## Excerpt provided
Two dozen letters have been sent to the Florida Department of Corrections Literature Review Committee urging it to reverse the ban prison authorities have placed on Militant issue no. 17 at Jackson Correctional Institution in Malone, Florida. More are on the way.
The Militant filed an appeal with the Department of Corrections challenging the ban, which violates the right of the Militant to reach its subscribers behind bars and their right to read what they choose.
The Militant was informed May 17 by Jackson Correctional Institution authorities that they had impounded that issue, dated April 29, for running a photo that “shows dead person being paraded around on a motorcycle.” The authorities claim that the photo and the Militant itself “depict hatred toward a specific race.”
In fact, this widely circulated Associated Press picture accompanied an article in the paper opposing Jew-hatred. It shows the body of a Jewish man murdered by Hamas during its deadly Oct. 7 pogrom in Israel being driven around Gaza City to cheers by the Islamist group’s supporters.
“Far from depicting hatred toward any race, the Militant calls for uniting Jewish, Arab, immigrant and other workers to defend their common class interests,” said Militant editor John Studer.
Prison authorities claim the photo is “dangerously inflammatory” and violates prison rules, including the encouragement of “riot, insurrection, rebellion” and “organized prison protest.”

## Exercise
Answer these questions using the article about the prison ban on the Militant:
(a) On what date was the Militant told that the issue had been impounded?
(b) Which news agency's picture ran with the article opposing Jew-hatred?
(c) Who is named as the editor of the Militant?

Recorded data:

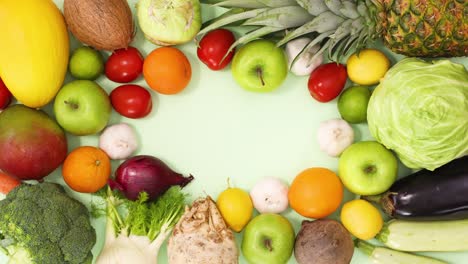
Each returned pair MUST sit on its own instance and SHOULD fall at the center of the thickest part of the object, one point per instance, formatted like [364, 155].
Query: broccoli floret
[46, 225]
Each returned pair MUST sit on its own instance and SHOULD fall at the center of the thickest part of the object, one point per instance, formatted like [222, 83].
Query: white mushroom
[334, 136]
[118, 141]
[270, 195]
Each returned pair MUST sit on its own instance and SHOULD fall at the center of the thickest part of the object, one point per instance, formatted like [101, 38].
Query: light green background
[215, 130]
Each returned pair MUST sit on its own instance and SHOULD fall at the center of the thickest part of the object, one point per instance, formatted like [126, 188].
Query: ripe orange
[167, 70]
[86, 169]
[315, 193]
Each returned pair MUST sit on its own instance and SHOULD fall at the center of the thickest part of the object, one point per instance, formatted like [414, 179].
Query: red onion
[144, 173]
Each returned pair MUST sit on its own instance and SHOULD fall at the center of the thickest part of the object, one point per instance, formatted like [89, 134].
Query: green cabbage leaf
[420, 111]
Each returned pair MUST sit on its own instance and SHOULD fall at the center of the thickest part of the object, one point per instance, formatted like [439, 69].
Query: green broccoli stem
[157, 243]
[114, 221]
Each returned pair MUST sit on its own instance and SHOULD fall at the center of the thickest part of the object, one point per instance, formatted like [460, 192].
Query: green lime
[352, 104]
[86, 64]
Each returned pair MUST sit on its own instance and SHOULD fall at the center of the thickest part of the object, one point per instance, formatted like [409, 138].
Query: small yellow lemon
[361, 219]
[236, 208]
[367, 67]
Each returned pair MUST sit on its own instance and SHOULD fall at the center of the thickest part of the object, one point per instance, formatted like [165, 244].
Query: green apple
[82, 107]
[86, 63]
[268, 238]
[367, 168]
[260, 66]
[352, 104]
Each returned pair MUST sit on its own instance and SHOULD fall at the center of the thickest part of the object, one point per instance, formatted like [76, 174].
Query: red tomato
[213, 46]
[124, 65]
[327, 81]
[132, 101]
[5, 96]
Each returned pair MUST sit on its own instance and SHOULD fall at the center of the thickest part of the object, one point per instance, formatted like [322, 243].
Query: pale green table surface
[215, 130]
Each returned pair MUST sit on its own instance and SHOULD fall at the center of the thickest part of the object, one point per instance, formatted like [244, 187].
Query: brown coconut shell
[101, 24]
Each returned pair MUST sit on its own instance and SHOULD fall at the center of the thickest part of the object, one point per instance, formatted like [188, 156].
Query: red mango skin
[33, 145]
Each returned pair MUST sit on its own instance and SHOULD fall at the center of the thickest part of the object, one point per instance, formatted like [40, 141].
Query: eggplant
[441, 194]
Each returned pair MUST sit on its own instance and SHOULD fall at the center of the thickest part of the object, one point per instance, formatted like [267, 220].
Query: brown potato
[323, 241]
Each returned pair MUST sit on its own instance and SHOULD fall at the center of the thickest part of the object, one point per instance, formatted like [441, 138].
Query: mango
[32, 144]
[34, 50]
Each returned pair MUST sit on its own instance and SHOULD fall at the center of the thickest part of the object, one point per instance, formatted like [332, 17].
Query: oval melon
[34, 50]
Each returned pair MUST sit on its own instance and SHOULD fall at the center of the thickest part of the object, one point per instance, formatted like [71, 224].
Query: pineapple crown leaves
[340, 26]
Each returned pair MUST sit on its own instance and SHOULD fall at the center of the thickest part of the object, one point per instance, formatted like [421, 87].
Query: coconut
[101, 24]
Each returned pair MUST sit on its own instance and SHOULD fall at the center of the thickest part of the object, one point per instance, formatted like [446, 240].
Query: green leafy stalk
[143, 217]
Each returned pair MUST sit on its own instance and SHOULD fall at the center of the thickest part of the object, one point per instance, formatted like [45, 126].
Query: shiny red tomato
[213, 46]
[132, 101]
[124, 65]
[5, 96]
[327, 81]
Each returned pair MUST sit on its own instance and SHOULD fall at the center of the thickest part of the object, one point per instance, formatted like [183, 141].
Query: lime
[352, 104]
[236, 208]
[86, 64]
[367, 67]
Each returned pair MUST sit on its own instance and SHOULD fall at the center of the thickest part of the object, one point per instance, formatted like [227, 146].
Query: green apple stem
[370, 169]
[260, 75]
[74, 106]
[268, 244]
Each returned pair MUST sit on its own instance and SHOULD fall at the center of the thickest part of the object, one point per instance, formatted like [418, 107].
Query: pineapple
[417, 28]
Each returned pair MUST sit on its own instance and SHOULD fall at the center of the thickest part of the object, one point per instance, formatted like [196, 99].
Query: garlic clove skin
[304, 65]
[270, 195]
[334, 136]
[118, 141]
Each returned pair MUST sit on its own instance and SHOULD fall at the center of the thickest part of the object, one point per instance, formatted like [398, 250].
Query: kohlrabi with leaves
[136, 230]
[169, 22]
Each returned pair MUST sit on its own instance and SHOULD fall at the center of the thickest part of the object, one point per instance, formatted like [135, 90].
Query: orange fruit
[315, 193]
[167, 70]
[86, 169]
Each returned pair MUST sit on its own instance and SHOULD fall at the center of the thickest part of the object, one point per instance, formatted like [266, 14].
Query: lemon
[367, 67]
[361, 219]
[236, 208]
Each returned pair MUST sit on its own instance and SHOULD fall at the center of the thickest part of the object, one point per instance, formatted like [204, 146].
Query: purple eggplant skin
[441, 194]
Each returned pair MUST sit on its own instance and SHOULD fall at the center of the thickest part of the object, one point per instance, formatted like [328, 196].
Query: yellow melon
[34, 50]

## The completed task
(a) May 17
(b) The Associated Press
(c) John Studer